=== Required task ===
Starting from the line containing "If you could mark the long", write out the rest of the entries exactly, through the final line, including nothing else.

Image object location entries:
□ □ □ □ □ □ □
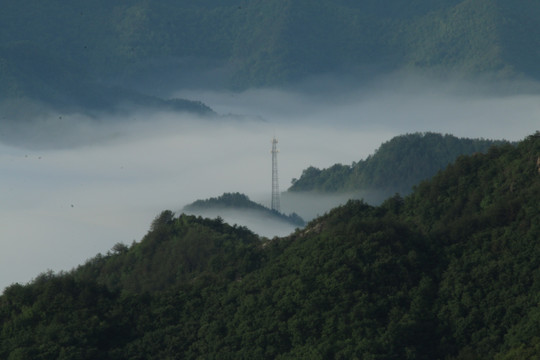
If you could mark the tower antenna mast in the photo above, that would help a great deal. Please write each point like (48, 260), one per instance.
(275, 185)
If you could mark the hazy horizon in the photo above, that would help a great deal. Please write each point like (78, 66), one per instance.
(74, 186)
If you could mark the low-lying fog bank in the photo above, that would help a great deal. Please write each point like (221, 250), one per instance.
(73, 187)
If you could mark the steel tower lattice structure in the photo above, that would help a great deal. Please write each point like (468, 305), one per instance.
(275, 184)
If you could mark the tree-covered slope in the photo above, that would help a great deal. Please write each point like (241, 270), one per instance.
(396, 166)
(449, 272)
(56, 51)
(241, 203)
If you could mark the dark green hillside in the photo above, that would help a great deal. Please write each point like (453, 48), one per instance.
(450, 272)
(396, 166)
(57, 51)
(241, 202)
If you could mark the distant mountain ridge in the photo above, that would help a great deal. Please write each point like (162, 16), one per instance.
(448, 272)
(56, 50)
(395, 167)
(241, 202)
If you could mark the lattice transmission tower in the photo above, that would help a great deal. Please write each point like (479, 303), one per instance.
(275, 184)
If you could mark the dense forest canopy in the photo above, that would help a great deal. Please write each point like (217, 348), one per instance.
(395, 167)
(64, 52)
(450, 271)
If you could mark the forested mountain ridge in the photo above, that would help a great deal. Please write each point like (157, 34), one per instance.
(240, 202)
(450, 271)
(68, 52)
(395, 167)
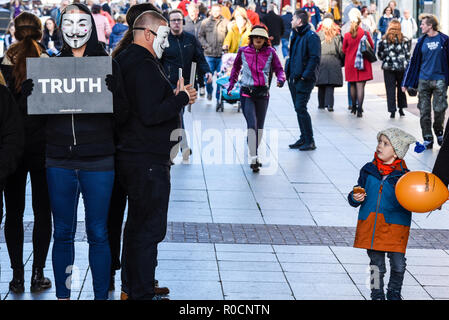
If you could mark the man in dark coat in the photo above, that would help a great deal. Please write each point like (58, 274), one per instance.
(275, 26)
(144, 148)
(301, 71)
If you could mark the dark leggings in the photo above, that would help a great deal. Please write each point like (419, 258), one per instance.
(254, 110)
(358, 93)
(15, 206)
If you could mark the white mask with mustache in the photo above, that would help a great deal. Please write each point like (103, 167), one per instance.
(76, 29)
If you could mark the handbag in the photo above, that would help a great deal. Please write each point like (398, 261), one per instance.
(256, 92)
(367, 51)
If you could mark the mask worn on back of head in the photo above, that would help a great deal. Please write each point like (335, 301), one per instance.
(160, 43)
(76, 29)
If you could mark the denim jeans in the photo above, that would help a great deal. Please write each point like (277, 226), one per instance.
(378, 270)
(300, 92)
(214, 65)
(65, 186)
(284, 43)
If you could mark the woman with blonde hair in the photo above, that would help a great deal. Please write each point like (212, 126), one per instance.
(239, 30)
(356, 77)
(394, 52)
(28, 34)
(330, 75)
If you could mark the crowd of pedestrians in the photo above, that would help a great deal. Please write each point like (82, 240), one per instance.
(107, 157)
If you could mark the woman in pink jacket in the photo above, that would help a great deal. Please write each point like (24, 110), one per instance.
(257, 61)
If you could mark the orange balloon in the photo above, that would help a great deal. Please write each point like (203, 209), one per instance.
(421, 191)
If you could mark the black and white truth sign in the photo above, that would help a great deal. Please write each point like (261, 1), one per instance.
(69, 85)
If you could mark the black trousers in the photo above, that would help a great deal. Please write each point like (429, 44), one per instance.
(326, 96)
(395, 96)
(115, 222)
(15, 206)
(148, 188)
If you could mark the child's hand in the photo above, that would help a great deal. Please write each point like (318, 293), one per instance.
(360, 197)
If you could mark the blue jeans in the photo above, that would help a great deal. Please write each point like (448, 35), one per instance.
(214, 65)
(284, 47)
(64, 186)
(378, 270)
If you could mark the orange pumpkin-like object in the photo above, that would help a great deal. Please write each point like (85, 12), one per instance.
(421, 191)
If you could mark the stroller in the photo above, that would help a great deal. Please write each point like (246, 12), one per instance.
(227, 61)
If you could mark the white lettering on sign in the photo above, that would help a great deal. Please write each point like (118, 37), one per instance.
(70, 85)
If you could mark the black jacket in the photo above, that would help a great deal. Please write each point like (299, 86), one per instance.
(149, 134)
(183, 50)
(12, 137)
(84, 136)
(275, 26)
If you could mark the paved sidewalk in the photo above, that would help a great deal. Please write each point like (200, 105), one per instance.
(285, 233)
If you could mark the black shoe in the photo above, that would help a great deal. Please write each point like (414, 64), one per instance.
(38, 281)
(308, 146)
(393, 295)
(17, 284)
(297, 144)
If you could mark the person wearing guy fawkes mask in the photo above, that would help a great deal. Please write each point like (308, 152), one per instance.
(80, 158)
(145, 145)
(183, 49)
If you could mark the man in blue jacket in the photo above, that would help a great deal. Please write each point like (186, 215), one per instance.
(301, 71)
(428, 72)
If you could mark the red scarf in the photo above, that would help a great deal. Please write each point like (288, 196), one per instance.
(386, 169)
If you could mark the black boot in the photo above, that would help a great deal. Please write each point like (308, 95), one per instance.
(17, 283)
(38, 281)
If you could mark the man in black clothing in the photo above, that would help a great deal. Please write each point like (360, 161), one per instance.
(275, 26)
(12, 138)
(183, 50)
(144, 148)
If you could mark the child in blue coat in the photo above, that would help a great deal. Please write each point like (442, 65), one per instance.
(383, 224)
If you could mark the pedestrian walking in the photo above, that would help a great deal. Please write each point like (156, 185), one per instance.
(275, 26)
(211, 36)
(144, 163)
(394, 53)
(383, 224)
(385, 20)
(409, 27)
(256, 62)
(301, 72)
(12, 137)
(314, 11)
(287, 21)
(192, 25)
(52, 37)
(183, 49)
(28, 34)
(238, 31)
(119, 196)
(357, 76)
(330, 74)
(80, 159)
(428, 72)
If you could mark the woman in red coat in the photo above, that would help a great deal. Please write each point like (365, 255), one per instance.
(356, 78)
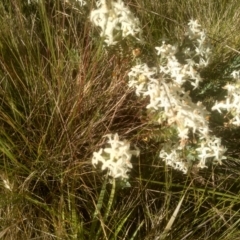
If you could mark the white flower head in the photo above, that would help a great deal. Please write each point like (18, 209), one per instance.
(116, 21)
(116, 158)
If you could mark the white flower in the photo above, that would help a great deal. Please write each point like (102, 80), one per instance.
(116, 158)
(115, 20)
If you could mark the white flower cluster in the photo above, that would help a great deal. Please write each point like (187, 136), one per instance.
(232, 102)
(115, 158)
(164, 87)
(174, 159)
(80, 2)
(115, 20)
(210, 148)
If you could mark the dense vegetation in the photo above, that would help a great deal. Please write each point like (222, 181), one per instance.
(61, 91)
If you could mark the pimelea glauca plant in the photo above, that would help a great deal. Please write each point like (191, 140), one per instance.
(164, 85)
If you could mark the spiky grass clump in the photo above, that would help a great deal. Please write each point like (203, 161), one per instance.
(60, 93)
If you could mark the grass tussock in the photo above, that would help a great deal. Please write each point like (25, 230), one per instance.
(61, 91)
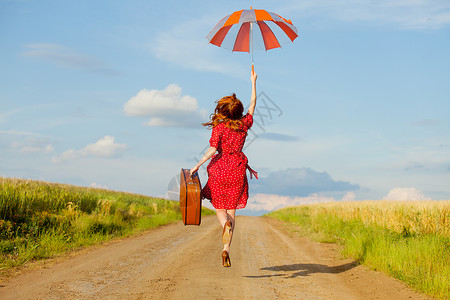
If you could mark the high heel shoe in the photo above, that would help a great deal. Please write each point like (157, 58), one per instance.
(226, 234)
(226, 262)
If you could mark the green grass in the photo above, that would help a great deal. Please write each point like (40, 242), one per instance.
(421, 260)
(40, 220)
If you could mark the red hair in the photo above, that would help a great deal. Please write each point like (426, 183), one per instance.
(228, 111)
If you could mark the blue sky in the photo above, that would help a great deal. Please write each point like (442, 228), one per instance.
(112, 93)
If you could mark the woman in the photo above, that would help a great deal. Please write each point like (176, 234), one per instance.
(227, 185)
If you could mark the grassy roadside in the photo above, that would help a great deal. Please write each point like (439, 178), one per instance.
(407, 240)
(40, 220)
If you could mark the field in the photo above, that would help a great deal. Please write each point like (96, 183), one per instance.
(40, 220)
(407, 240)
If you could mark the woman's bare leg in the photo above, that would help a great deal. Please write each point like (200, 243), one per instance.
(225, 215)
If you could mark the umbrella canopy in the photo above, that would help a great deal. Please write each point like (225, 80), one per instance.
(245, 30)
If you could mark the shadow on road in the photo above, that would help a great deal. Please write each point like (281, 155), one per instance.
(305, 270)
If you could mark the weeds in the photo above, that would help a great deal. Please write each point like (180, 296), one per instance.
(407, 240)
(39, 220)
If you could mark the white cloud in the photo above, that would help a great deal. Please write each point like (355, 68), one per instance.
(404, 14)
(270, 202)
(167, 107)
(104, 147)
(300, 182)
(36, 149)
(186, 45)
(349, 196)
(29, 143)
(65, 57)
(405, 194)
(98, 186)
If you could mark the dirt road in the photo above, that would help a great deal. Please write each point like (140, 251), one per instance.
(178, 262)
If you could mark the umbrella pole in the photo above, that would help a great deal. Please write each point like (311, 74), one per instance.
(251, 44)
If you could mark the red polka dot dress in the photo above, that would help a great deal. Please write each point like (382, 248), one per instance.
(227, 185)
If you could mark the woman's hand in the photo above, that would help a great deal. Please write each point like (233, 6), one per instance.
(193, 170)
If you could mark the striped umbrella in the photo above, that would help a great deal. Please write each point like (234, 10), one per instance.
(249, 29)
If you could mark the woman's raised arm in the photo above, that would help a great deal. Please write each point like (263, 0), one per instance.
(251, 108)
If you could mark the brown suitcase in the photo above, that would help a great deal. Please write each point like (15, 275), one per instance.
(190, 198)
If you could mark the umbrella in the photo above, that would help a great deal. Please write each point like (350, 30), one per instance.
(247, 29)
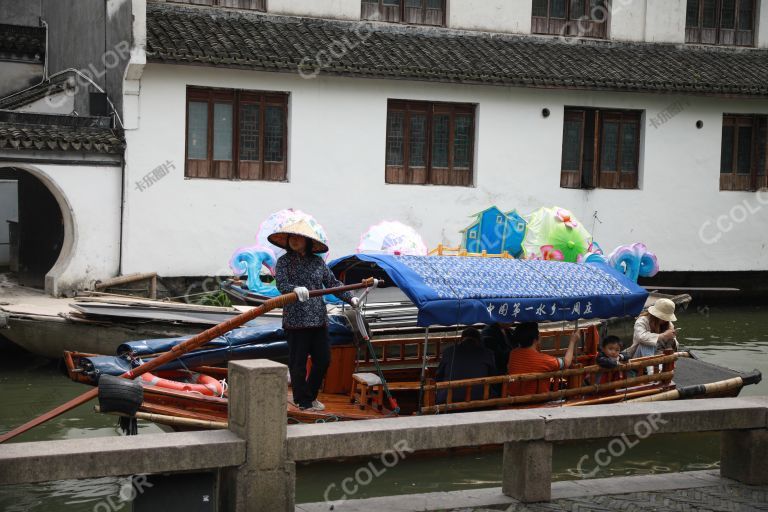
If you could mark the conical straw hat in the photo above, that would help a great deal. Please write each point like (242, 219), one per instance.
(302, 228)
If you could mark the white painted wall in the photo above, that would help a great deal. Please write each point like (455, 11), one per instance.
(62, 102)
(627, 20)
(511, 16)
(89, 198)
(9, 193)
(762, 24)
(664, 21)
(336, 156)
(335, 9)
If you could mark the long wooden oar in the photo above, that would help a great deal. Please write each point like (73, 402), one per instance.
(183, 348)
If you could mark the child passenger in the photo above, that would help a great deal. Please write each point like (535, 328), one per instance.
(610, 356)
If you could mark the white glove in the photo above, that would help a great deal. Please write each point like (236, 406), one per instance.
(302, 293)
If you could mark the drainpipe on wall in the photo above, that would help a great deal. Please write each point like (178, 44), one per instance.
□ □ □ □ □ □ □
=== Result below ===
If you could mark the long wooden oar in the photo above, that would help a great deal. Please write each point like (73, 402), one per instance.
(183, 348)
If you could mark the child passenger in the photo above, that would help a great deal. Please write each point like (535, 328), one per instance.
(610, 356)
If you could mark the white glove in the photo above, that would help a great deal. Please write each point like (236, 406), one per instance.
(302, 293)
If you could mark the drainpipe on wall in the photo above, that would help a great deal. Please write each point like (178, 44), one per instance.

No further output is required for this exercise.